Quellenauszug:
Einflussgruppen arbeiten gegeneinander

Doch neulich scheiterte das Parlament selbst daran, das Regierungsprogramm des im März angetretenen Ministerpräsidenten Denys Schmyhal anzunehmen, weil mehrere Interessengruppen innerhalb der "Diener des Volkes" dagegen sind. Inzwischen haben sich innerhalb der Partei mehrere Gruppierungen gebildet. Die Konsequenz: Die "Diener des Volkes" ist bei der Durchsetzung von neuen Gesetzen sowohl auf die Unterstützung der prorussischen "Oppositionsplattform" als auch der "Europäischen Solidarität" des Selenskyj-Vorgängers Petro Poroschenko angewiesen – beides für Teile der Wählerschaft inakzeptabel. Das sorgt für zusätzliche Enttäuschung, zumal Selenskyj, der eine liberalere Geschichts-, Kultur- und Sprachenpolitik im Gegensatz zur patriotischen Agenda von Poroschenko anstrebte, diesbezüglich wenig bis gar nichts macht. Sein angekündigter Kurs gehörte aber zu den wichtigsten Gründen, die zu seiner Wahl führten.

Petro Poroschenko
Ex-Präsident Petro Poroschenko Bildrechte: imago images/ZUMA Wire

Wem dienen die "Diener des Volkes"?

Eine Weile mutmaßte man, dass Ihor Kolomojskyi, der die Fernsehshows, die Selenskyjs Firma produziert, ausstrahlt, im Hintergrund die Strippen zieht. Der Verdacht so mancher Wähler, dass Selenskyj unter dem Einfluss dieses Oligarchen stehe, hat sich indes nicht erhärtet. Er scheint spätestens widerlegt, seit die Partei die Rückgabe der 2016 verstaatlichten Privatbank, der größten Bank des Landes, an ihren früheren Eigentürmer Kolomojskyj vereitelt hat. Dank seiner gut 30 Befürworter unter den Abgeordneten der "Diener des Volkes" nimmt Ihor Kolomojskyj zwar Einfluss auf die Politik, er ist aber nicht der einzige.

Daten zur Punktplatzierung
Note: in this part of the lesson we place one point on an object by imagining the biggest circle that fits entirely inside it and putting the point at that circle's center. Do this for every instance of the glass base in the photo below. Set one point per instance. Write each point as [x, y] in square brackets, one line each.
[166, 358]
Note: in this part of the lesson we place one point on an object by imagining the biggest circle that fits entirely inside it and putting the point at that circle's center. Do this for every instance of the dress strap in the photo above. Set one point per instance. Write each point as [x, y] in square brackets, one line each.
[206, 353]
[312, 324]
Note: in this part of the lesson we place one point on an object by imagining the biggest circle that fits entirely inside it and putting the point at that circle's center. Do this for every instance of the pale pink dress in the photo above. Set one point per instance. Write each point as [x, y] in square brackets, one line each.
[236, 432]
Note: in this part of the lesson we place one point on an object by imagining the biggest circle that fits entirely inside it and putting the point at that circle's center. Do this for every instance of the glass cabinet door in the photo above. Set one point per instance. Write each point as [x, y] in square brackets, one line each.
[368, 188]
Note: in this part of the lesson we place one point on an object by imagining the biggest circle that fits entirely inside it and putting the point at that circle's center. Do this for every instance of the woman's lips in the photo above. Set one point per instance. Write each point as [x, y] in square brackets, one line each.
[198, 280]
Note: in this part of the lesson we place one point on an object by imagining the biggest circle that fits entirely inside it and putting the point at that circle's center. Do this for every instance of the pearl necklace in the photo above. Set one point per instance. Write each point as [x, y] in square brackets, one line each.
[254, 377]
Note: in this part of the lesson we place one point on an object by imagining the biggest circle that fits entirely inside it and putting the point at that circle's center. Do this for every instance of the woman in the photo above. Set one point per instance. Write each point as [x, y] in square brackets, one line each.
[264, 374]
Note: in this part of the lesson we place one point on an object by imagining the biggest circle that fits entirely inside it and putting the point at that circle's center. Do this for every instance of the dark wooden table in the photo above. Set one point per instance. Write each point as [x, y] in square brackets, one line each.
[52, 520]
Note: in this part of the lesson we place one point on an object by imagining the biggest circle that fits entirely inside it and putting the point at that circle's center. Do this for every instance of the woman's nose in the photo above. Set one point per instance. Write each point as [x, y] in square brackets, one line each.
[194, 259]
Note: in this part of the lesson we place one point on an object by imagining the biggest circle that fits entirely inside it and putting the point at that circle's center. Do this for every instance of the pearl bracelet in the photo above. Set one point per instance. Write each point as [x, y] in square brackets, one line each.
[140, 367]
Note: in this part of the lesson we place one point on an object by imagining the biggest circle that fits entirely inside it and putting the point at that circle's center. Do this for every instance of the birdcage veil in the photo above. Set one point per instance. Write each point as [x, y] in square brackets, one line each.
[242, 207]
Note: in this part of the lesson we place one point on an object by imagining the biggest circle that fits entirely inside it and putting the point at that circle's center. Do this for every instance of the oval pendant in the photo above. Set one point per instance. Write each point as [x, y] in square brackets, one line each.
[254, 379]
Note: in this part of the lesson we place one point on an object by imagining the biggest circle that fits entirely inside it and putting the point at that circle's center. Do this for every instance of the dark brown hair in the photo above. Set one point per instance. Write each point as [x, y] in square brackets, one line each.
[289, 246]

Aufgaben:
#1 Welche Bank wurde laut dem Quellenauszug zur Partei „Diener des Volkes“ 2016 verstaatlicht?
#2 Bearbeite den Quellenauszug zur Partei „Diener des Volkes“: Beginne bei den Worten „Wem dienen die“ und höre nach „nicht der einzige.“ auf. Ersetze dabei „Oligarchen“ durch „Unternehmers“.
#3 Setze den Quellenauszug zur Partei „Diener des Volkes“ nach seinem letzten Satz fort.
Die Daten werden hier nicht benötigt.

Ergebnisse je Aufgabe:
#1 Die Privatbank, die größte Bank des Landes.

#2
Wem dienen die "Diener des Volkes"?

Eine Weile mutmaßte man, dass Ihor Kolomojskyi, der die Fernsehshows, die Selenskyjs Firma produziert, ausstrahlt, im Hintergrund die Strippen zieht. Der Verdacht so mancher Wähler, dass Selenskyj unter dem Einfluss dieses Unternehmers stehe, hat sich indes nicht erhärtet. Er scheint spätestens widerlegt, seit die Partei die Rückgabe der 2016 verstaatlichten Privatbank, der größten Bank des Landes, an ihren früheren Eigentürmer Kolomojskyj vereitelt hat. Dank seiner gut 30 Befürworter unter den Abgeordneten der "Diener des Volkes" nimmt Ihor Kolomojskyj zwar Einfluss auf die Politik, er ist aber nicht der einzige.

#3
Für viele Ukrainer scheint dennoch offensichtlich, dass sich die "Diener des Volkes" zunehmend in "Diener der Oligarchen" verwandeln. Seine erste reformorientierte Regierung wurde nach nur sechs Monaten aufgelöst. Einer der Gründe: Der Rückgang des Bruttoinlandsproduktes auf fast sechs Prozent in den ersten fünf Monaten 2020. Der ist bei weitem nicht nur der Corona-Krise zuzuschreiben. Die Personalpolitik hat sich aber klar verändert. Der neue Ministerpräsident Schmyhal sowie die Interimsministerin für Energie haben etwa Verbindungen zum Energieimperium des reichsten Mannes der Ukraine, Rinat Achmetow. Sorgen macht man sich in Kiew auch deshalb, weil der vor kurzem zurückgetretene und als unabhängig geltende Chef der Nationalbank bei seinem Abgang von "politischem Druck" sprach.

Richtungsweisende Lokalwahlen im Herbst

Bei all dem Chaos, den innerparteilichen Intrigen und Skandalen haben die meisten Ukrainer das Gefühl, das große Parlamentsupdate habe doch nichts gebracht. Tatsächlich bleibe vieles beim Alten. Richtungsweisend werden nun die Lokalwahlen Ende Oktober sein, die zumindest teilweise zeigen werden, wie es um Selenskyj und die "Diener des Volkes" derzeit bestellt ist. Bei der Bürgermeisterwahl in Kiew hat die "Diener des Volkes" mit Iryna Wereschtschuk eine mäßig bekannte Parlamentsabgeordnete gegen den amtierenden Bürgermeister Vitali Klitschko aufgestellt. Sie gilt inzwischen als chancenlos. Vor einem Jahr konnten sich die Kandidaten der "Diener des Volkes" noch alle dreizehn Direktwahlkreise in der Hauptstadt sichern, obwohl sie oft gegen viel bekanntere Politiker antraten. Dies wird bei der jetzigen Wahl wohl nicht mehr möglich sein.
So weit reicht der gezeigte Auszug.